▸ Documento di origine:
Per quanto riguarda le patologie, si è partiti dalla situazione del mal dell’esca per passare poi ad altre malattie fungine, ricomparse in alcune aree viticole italiane. “In Trentino le infezioni da marciume nero sono state osservate solo su varietà di vite tolleranti a odio e peronospora, in quanto non trattate o con pochi trattamenti fungicidi, principalmente in Valsugana. Inoltre, sempre su cultivar tolleranti, nel 2018 è stata isolata l’antracnosi, mentre in alcuni vigneti della Vallagarina è stato identificato il marciume radicale lanoso, che era già stato segnalato da tempo sul melo”, hanno riportato Bruno Mattè e Daniele Prodorutti (FEM).
È in costante ampliamento l’areale della Flavescenza dorata, anche se l’incidenza delle piante sintomatiche è generalmente molto bassa. Dai controlli effettuati dai tecnici della Fondazione Edmund Mach in 555 vigneti, per un totale di 260 ettari e 20 varietà, è emerso che l’incidenza media generale è costante sullo 0,2% negli ultimi tre anni, ma in alcune zone, come le aree collinari di Trento, la presenza di questa fitoplasmosi è in aumento. “Le osservazioni effettuate sulla durate del volo dell’insetto vettore, la cicalina Scaphoideus titanus, e i risultati preliminari sul ruolo della flora dell’interfilare del vigneto, sono elementi importanti per le strategie di contenimento dell’insetto e quindi della malattia”, ha affermato Alberto Gelmetti (FEM).
Di grande interesse è stata la presentazione dello studio triennale seguito dagli esperti FEM in collaborazione con l’Università degli studi di Parma sull’interazione tra formiche e cocciniglia farinosa della vite, alla base del marciume acido. “La presenza della formica nei vigneti è il primo segnale della presenza del Planococcus ficus. La cocciniglia, insetto difficile da individuare per le sue dimensioni e per le sue capacità di nascondersi, produce infatti melata, della quale le formiche si nutrono. Ecco che allora si può sfruttare il comportamento delle formiche come segnale dell’inizio di infestazione di Planococcus, una sorta di campanello di allarme per interventi preventivi”, ha illustrato Marco Delaiti (FEM).

▸ Informazioni:
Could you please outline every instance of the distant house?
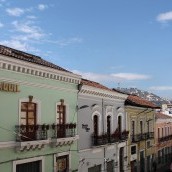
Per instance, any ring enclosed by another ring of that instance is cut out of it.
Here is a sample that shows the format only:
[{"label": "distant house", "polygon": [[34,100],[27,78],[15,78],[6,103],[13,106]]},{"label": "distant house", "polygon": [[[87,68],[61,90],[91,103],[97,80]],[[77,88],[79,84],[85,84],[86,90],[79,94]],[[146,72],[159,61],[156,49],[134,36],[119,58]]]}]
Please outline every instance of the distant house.
[{"label": "distant house", "polygon": [[127,170],[128,95],[82,79],[78,95],[79,172]]},{"label": "distant house", "polygon": [[155,160],[155,109],[157,107],[136,95],[125,101],[127,115],[129,171],[153,171]]},{"label": "distant house", "polygon": [[165,169],[172,162],[172,117],[156,113],[155,131],[157,168]]},{"label": "distant house", "polygon": [[75,171],[81,77],[0,45],[0,171]]}]

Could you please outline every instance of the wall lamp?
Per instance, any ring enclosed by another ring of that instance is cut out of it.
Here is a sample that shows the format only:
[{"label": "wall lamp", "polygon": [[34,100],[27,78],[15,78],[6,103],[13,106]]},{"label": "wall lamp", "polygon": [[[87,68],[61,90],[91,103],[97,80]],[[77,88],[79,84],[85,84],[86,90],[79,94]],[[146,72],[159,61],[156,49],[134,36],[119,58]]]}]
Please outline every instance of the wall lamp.
[{"label": "wall lamp", "polygon": [[86,132],[89,132],[88,124],[82,124],[82,129],[85,129]]},{"label": "wall lamp", "polygon": [[79,110],[79,109],[84,109],[84,108],[87,108],[87,107],[89,107],[89,106],[88,106],[88,105],[82,105],[82,106],[80,106],[80,107],[77,106],[77,110]]},{"label": "wall lamp", "polygon": [[152,121],[153,119],[148,119],[146,122]]}]

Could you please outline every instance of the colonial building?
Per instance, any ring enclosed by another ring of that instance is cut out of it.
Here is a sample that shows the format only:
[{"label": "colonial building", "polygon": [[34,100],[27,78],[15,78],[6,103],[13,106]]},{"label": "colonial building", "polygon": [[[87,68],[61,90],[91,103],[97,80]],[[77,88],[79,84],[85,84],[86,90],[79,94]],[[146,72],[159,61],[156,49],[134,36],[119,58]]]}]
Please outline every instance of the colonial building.
[{"label": "colonial building", "polygon": [[172,162],[172,117],[157,112],[155,129],[157,169],[169,169]]},{"label": "colonial building", "polygon": [[0,46],[0,171],[77,171],[80,76]]},{"label": "colonial building", "polygon": [[128,171],[153,170],[155,160],[155,108],[153,103],[136,95],[129,95],[125,110],[130,131],[128,140]]},{"label": "colonial building", "polygon": [[79,172],[127,168],[127,95],[82,79],[78,97]]}]

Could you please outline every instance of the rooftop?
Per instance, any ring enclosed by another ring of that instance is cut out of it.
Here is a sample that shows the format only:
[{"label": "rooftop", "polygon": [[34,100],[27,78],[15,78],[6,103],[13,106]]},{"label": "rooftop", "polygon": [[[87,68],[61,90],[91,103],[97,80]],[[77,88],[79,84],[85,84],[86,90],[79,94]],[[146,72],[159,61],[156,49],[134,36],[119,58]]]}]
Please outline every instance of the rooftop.
[{"label": "rooftop", "polygon": [[35,63],[35,64],[42,65],[45,67],[72,73],[66,69],[61,68],[60,66],[57,66],[51,62],[48,62],[48,61],[42,59],[39,56],[28,54],[28,53],[25,53],[25,52],[22,52],[22,51],[13,49],[13,48],[6,47],[4,45],[0,45],[0,54],[11,57],[11,58],[27,61],[29,63]]},{"label": "rooftop", "polygon": [[154,108],[154,109],[159,108],[154,103],[145,100],[137,95],[129,95],[127,100],[125,101],[125,105]]},{"label": "rooftop", "polygon": [[169,115],[165,115],[161,112],[157,112],[156,113],[156,119],[172,119],[172,117]]}]

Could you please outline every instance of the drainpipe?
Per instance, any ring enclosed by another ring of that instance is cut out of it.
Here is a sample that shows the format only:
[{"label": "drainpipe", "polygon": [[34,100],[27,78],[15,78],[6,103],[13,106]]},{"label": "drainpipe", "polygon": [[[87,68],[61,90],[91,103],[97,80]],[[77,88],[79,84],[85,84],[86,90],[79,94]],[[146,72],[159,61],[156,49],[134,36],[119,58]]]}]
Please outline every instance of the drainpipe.
[{"label": "drainpipe", "polygon": [[[102,99],[102,130],[103,130],[103,134],[105,134],[105,126],[104,126],[104,102]],[[104,172],[106,172],[106,148],[105,146],[103,147],[103,159],[104,159]]]}]

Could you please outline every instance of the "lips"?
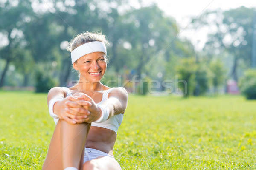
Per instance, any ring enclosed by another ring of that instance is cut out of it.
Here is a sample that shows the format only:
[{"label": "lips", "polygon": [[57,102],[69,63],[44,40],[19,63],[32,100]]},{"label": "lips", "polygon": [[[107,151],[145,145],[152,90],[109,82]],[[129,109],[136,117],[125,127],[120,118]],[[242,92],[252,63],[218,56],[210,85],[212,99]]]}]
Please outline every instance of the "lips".
[{"label": "lips", "polygon": [[93,76],[99,76],[99,74],[100,74],[100,73],[101,73],[101,72],[102,72],[102,71],[99,71],[99,72],[89,72],[89,74]]}]

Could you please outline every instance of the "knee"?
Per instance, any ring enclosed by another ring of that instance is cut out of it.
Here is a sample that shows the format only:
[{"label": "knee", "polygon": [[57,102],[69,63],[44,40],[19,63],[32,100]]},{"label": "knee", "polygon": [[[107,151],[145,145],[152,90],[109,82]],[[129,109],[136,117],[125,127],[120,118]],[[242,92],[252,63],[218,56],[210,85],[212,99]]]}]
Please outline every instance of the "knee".
[{"label": "knee", "polygon": [[93,160],[91,160],[86,162],[83,165],[82,170],[99,170],[99,168],[97,164]]}]

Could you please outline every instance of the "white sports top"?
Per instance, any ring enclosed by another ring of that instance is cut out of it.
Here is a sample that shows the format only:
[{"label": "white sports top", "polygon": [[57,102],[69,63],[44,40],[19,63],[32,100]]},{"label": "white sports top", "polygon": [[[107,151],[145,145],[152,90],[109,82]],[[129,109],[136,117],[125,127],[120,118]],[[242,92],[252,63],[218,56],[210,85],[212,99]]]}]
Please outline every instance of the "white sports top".
[{"label": "white sports top", "polygon": [[[71,95],[71,92],[68,88],[66,87],[63,87],[63,88],[65,89],[66,92],[67,94],[66,95],[66,97]],[[97,104],[100,104],[103,103],[106,100],[107,100],[107,99],[108,99],[108,95],[111,89],[111,88],[110,88],[107,90],[103,91],[102,99]],[[105,129],[110,129],[116,132],[116,133],[117,133],[117,130],[122,123],[123,117],[124,114],[122,113],[115,115],[111,116],[110,118],[105,122],[102,123],[95,123],[92,122],[91,126],[98,126]],[[59,118],[54,119],[54,122],[55,124],[57,124],[59,119]]]}]

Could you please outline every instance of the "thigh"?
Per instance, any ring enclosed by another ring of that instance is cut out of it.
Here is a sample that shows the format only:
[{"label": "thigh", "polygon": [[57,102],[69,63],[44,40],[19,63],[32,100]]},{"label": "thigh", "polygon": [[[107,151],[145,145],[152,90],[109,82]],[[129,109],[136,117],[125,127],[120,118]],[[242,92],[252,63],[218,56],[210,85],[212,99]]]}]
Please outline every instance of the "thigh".
[{"label": "thigh", "polygon": [[84,162],[83,170],[122,170],[120,165],[114,159],[108,156],[101,156]]},{"label": "thigh", "polygon": [[61,143],[61,121],[57,123],[52,134],[42,170],[63,170]]}]

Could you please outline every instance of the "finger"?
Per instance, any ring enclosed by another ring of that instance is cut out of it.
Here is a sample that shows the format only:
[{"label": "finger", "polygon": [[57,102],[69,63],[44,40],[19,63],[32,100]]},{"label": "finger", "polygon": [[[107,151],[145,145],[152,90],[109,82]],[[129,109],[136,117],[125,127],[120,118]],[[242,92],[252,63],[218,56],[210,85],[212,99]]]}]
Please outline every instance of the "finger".
[{"label": "finger", "polygon": [[74,120],[72,120],[68,116],[63,116],[63,119],[65,120],[67,122],[71,124],[75,124],[76,122]]},{"label": "finger", "polygon": [[76,123],[82,123],[86,122],[86,119],[76,119]]},{"label": "finger", "polygon": [[65,105],[67,107],[81,108],[81,106],[75,102],[67,101],[65,102]]},{"label": "finger", "polygon": [[92,105],[92,103],[85,100],[78,100],[76,102],[81,106],[90,107]]},{"label": "finger", "polygon": [[69,108],[65,109],[67,112],[75,115],[89,115],[90,112],[84,108]]},{"label": "finger", "polygon": [[73,114],[70,114],[68,116],[71,119],[75,120],[84,119],[85,119],[87,118],[88,117],[87,115],[78,116],[74,115]]},{"label": "finger", "polygon": [[92,98],[86,94],[82,94],[79,95],[78,96],[78,98],[79,99],[84,99],[87,101],[91,101],[92,100]]},{"label": "finger", "polygon": [[67,97],[67,99],[72,101],[76,101],[78,99],[77,97],[74,96],[69,96]]}]

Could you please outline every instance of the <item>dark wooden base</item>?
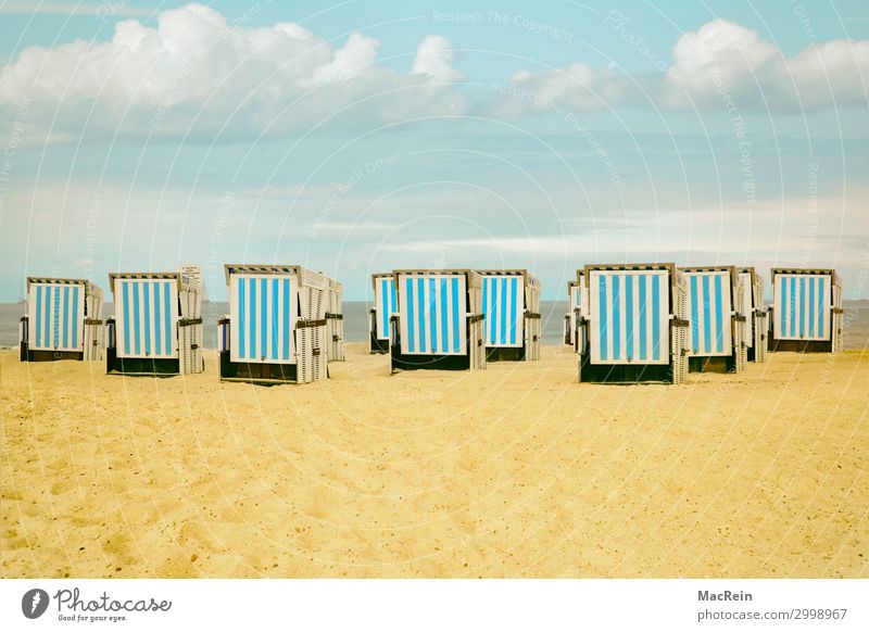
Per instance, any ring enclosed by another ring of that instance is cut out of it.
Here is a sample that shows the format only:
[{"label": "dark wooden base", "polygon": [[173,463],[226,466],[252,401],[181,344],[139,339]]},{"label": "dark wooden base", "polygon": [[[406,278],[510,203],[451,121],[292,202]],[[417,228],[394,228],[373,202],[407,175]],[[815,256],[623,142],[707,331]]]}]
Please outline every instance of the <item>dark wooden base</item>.
[{"label": "dark wooden base", "polygon": [[105,350],[105,372],[125,376],[171,377],[181,372],[177,357],[117,357],[117,347]]},{"label": "dark wooden base", "polygon": [[221,380],[254,384],[286,384],[298,381],[294,364],[259,364],[232,362],[228,351],[221,352]]},{"label": "dark wooden base", "polygon": [[26,342],[21,343],[18,352],[21,362],[56,362],[60,359],[85,359],[84,351],[36,351],[29,349]]},{"label": "dark wooden base", "polygon": [[521,362],[525,359],[524,346],[487,346],[486,362]]},{"label": "dark wooden base", "polygon": [[377,334],[373,331],[368,333],[368,337],[370,338],[370,353],[389,353],[389,340],[378,340]]},{"label": "dark wooden base", "polygon": [[769,339],[769,351],[796,351],[798,353],[832,353],[829,340],[777,340]]},{"label": "dark wooden base", "polygon": [[392,370],[468,370],[470,368],[470,354],[465,355],[403,355],[401,346],[391,347]]},{"label": "dark wooden base", "polygon": [[667,364],[591,364],[590,354],[580,355],[581,382],[606,384],[672,383],[672,366]]},{"label": "dark wooden base", "polygon": [[720,356],[698,356],[688,358],[690,374],[732,374],[736,372],[736,358]]}]

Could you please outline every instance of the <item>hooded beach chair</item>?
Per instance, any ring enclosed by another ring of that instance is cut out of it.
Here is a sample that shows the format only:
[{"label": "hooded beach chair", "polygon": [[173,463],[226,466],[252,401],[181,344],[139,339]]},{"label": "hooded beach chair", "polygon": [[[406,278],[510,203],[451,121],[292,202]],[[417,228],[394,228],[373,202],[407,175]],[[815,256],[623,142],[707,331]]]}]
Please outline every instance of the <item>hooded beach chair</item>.
[{"label": "hooded beach chair", "polygon": [[764,306],[764,277],[753,267],[736,268],[736,275],[743,282],[743,306],[745,321],[743,341],[745,342],[748,362],[767,361],[767,309]]},{"label": "hooded beach chair", "polygon": [[482,276],[486,361],[540,359],[540,281],[527,270]]},{"label": "hooded beach chair", "polygon": [[371,275],[374,307],[368,313],[368,352],[389,353],[389,319],[395,313],[395,282],[392,273]]},{"label": "hooded beach chair", "polygon": [[329,309],[326,312],[326,349],[329,362],[344,362],[344,287],[329,279]]},{"label": "hooded beach chair", "polygon": [[27,277],[21,361],[102,358],[102,289],[85,279]]},{"label": "hooded beach chair", "polygon": [[482,277],[474,270],[395,270],[390,368],[486,368]]},{"label": "hooded beach chair", "polygon": [[202,275],[199,266],[177,273],[112,273],[115,314],[106,320],[110,374],[189,375],[204,370]]},{"label": "hooded beach chair", "polygon": [[567,281],[567,304],[570,312],[564,315],[564,343],[569,344],[574,351],[578,352],[580,346],[584,347],[585,345],[581,340],[585,334],[585,328],[579,325],[589,309],[589,291],[585,287],[584,269],[577,270],[576,281]]},{"label": "hooded beach chair", "polygon": [[770,351],[842,351],[842,280],[833,269],[772,268]]},{"label": "hooded beach chair", "polygon": [[299,265],[228,264],[218,323],[221,379],[307,383],[328,377],[329,278]]},{"label": "hooded beach chair", "polygon": [[589,312],[580,321],[579,381],[683,383],[688,290],[676,265],[587,265],[584,276]]},{"label": "hooded beach chair", "polygon": [[744,300],[751,287],[733,266],[683,267],[679,271],[688,283],[688,370],[745,370]]}]

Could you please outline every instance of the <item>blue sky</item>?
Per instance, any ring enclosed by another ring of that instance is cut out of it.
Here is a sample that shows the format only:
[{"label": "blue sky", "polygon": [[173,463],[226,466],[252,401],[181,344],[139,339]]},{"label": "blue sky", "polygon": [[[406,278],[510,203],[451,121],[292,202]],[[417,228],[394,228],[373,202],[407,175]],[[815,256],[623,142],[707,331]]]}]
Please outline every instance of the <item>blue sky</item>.
[{"label": "blue sky", "polygon": [[7,1],[0,60],[0,300],[652,260],[869,296],[866,2]]}]

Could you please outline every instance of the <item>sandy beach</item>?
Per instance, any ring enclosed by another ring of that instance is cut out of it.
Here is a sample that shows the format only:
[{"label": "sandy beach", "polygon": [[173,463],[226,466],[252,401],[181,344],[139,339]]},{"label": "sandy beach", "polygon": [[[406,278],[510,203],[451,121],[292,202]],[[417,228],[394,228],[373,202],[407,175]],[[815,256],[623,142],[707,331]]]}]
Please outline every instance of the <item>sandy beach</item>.
[{"label": "sandy beach", "polygon": [[869,354],[685,387],[576,356],[328,382],[0,353],[5,578],[869,577]]}]

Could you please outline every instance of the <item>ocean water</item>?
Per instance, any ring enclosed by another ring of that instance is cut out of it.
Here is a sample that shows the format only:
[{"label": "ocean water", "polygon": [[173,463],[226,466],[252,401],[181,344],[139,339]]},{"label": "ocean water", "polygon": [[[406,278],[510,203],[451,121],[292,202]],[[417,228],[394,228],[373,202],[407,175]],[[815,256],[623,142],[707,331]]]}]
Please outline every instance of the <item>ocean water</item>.
[{"label": "ocean water", "polygon": [[[344,302],[344,340],[368,340],[368,309],[366,302]],[[0,347],[17,346],[18,319],[24,314],[23,303],[0,303]],[[869,349],[869,301],[845,301],[845,349]],[[563,340],[566,301],[542,301],[541,316],[543,344],[561,344]],[[112,314],[106,303],[103,314]],[[217,320],[229,313],[228,303],[205,303],[202,307],[205,346],[217,347]]]}]

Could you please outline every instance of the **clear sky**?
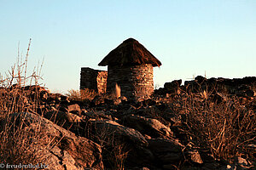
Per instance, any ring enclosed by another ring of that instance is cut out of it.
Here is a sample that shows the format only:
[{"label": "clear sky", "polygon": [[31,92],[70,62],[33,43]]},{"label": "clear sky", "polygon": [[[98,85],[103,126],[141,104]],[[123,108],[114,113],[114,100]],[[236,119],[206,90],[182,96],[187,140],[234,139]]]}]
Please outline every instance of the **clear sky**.
[{"label": "clear sky", "polygon": [[154,83],[193,76],[256,76],[255,0],[0,0],[0,72],[23,56],[42,61],[44,84],[79,88],[80,68],[133,37],[162,65]]}]

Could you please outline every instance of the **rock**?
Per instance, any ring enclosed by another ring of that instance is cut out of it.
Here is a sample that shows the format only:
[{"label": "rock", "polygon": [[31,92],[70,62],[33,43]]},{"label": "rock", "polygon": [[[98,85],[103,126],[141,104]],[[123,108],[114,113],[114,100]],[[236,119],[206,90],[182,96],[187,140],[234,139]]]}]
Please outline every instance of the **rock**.
[{"label": "rock", "polygon": [[22,120],[25,129],[27,127],[38,131],[39,123],[40,133],[50,138],[52,144],[56,144],[49,150],[42,145],[38,152],[47,156],[44,163],[49,165],[50,169],[103,169],[101,147],[93,141],[77,137],[52,122],[32,113],[15,113],[10,117],[16,120],[16,123]]},{"label": "rock", "polygon": [[122,118],[124,124],[139,131],[143,134],[148,134],[153,138],[170,137],[172,132],[170,128],[162,124],[156,119],[146,118],[144,116],[128,115]]},{"label": "rock", "polygon": [[186,155],[186,158],[189,159],[193,163],[196,163],[196,164],[203,163],[201,155],[196,150],[188,150],[186,151],[185,155]]},{"label": "rock", "polygon": [[178,164],[183,160],[184,146],[176,140],[152,139],[148,140],[150,150],[160,161],[162,165]]},{"label": "rock", "polygon": [[127,141],[141,146],[148,146],[148,143],[146,139],[137,130],[124,127],[116,122],[110,120],[90,121],[96,126],[97,133],[108,133],[113,134]]},{"label": "rock", "polygon": [[70,113],[73,113],[73,114],[76,114],[76,115],[81,116],[82,110],[80,109],[80,106],[78,104],[67,105],[67,110]]},{"label": "rock", "polygon": [[181,83],[182,83],[182,80],[174,80],[172,82],[166,82],[164,85],[166,93],[166,94],[176,93],[179,88]]},{"label": "rock", "polygon": [[68,128],[72,123],[80,122],[82,118],[70,112],[59,111],[55,109],[44,114],[44,117],[52,121],[57,125],[64,128]]}]

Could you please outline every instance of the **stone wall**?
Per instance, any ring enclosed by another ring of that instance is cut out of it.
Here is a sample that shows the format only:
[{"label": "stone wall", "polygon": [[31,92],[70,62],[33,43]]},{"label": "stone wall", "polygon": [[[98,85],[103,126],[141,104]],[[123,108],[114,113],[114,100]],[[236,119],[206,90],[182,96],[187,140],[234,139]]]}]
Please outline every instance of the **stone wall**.
[{"label": "stone wall", "polygon": [[80,72],[80,89],[95,90],[99,94],[106,93],[108,72],[82,67]]},{"label": "stone wall", "polygon": [[107,91],[113,92],[117,83],[121,95],[147,97],[154,92],[153,66],[150,64],[140,65],[108,66]]}]

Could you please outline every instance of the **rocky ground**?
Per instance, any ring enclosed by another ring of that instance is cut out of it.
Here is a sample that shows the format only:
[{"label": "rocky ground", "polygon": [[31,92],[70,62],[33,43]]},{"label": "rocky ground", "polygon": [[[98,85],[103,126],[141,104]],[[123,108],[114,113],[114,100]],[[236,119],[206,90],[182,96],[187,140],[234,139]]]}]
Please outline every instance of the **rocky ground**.
[{"label": "rocky ground", "polygon": [[[49,169],[255,169],[255,87],[256,77],[197,76],[183,86],[166,82],[137,100],[74,99],[38,86],[20,88],[22,110],[2,116],[1,132],[39,127],[38,139],[49,138],[33,144],[33,153],[45,156]],[[2,88],[2,99],[10,92]],[[1,107],[2,115],[8,112]]]}]

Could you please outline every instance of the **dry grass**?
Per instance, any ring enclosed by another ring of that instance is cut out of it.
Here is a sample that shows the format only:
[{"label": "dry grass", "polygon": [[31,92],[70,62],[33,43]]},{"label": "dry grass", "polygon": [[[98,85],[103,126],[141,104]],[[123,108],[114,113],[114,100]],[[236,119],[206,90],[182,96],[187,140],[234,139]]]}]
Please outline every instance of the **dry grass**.
[{"label": "dry grass", "polygon": [[238,99],[226,95],[217,104],[211,93],[184,93],[170,105],[183,117],[184,131],[195,145],[208,150],[216,158],[232,162],[235,156],[249,157],[247,146],[255,143],[256,114],[244,107]]},{"label": "dry grass", "polygon": [[[0,76],[0,162],[15,164],[44,163],[47,159],[42,155],[42,145],[49,147],[50,139],[42,133],[40,122],[30,127],[23,117],[16,120],[14,113],[33,112],[39,104],[37,86],[40,80],[41,68],[34,69],[27,76],[27,61],[31,40],[24,61],[18,54],[18,63],[6,76]],[[30,88],[26,86],[30,85]],[[33,85],[33,86],[32,86]],[[32,89],[34,88],[34,89]],[[45,148],[44,148],[45,149]]]},{"label": "dry grass", "polygon": [[96,95],[94,90],[83,89],[83,90],[68,90],[66,95],[72,100],[84,101],[86,99],[92,100]]}]

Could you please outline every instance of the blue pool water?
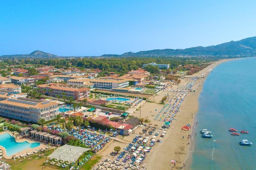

▸ Istruzioni:
A) Spiega in una-tre frasi perché, secondo il testo sulle malattie della vite, la presenza delle formiche può fare da segnale d'allarme per il Planococcus ficus.
B) Prosegui per favore il testo sulle malattie della vite a partire dalla sua ultima frase.

▸ Risultati:
A) La cocciniglia Planococcus ficus è difficile da individuare per le sue dimensioni e per la sua capacità di nascondersi, ma produce melata di cui le formiche si nutrono. Per questo la presenza delle formiche nel vigneto è il primo segnale dell'inizio di un'infestazione e consente interventi preventivi.

B)
In chiusura l’intervento del direttore di Co.Di.Pr.A, Andrea Berti. “L’integrazione dei diversi attori della filiera viti-vinicola trentina è sicuramente un valore aggiunto della nostra realtà produttiva, aspetto che ha permesso di raggiungere livelli ottimali di remunerazione anche grazie alla forte propensione di assicurare la produzione. Assicurazione che ha visto una forte evoluzione negli ultimi anni, partendo dall’introduzione della possibilità di assicurare la qualità nel prodotto uva da vino per arrivare sino all’istituzione dei fondi mutualistici. Una crescita condivisa con viticoltori, tecnici, associazioni e istituzioni. Esempio di integrazione che permette di raggiungere traguardi importanti nella gestione del rischio e non solo, come nel caso dei partenariati europei per l’innovazione come il PEI ITA 2.0 dove il Consorzio è in partnership con Fondazione Edmund Mach, Università di Padova, Coldiretti Trento, Asnacodi, C.A.A. ATS (Confagricoltura), Itas Mutua ed A&A”.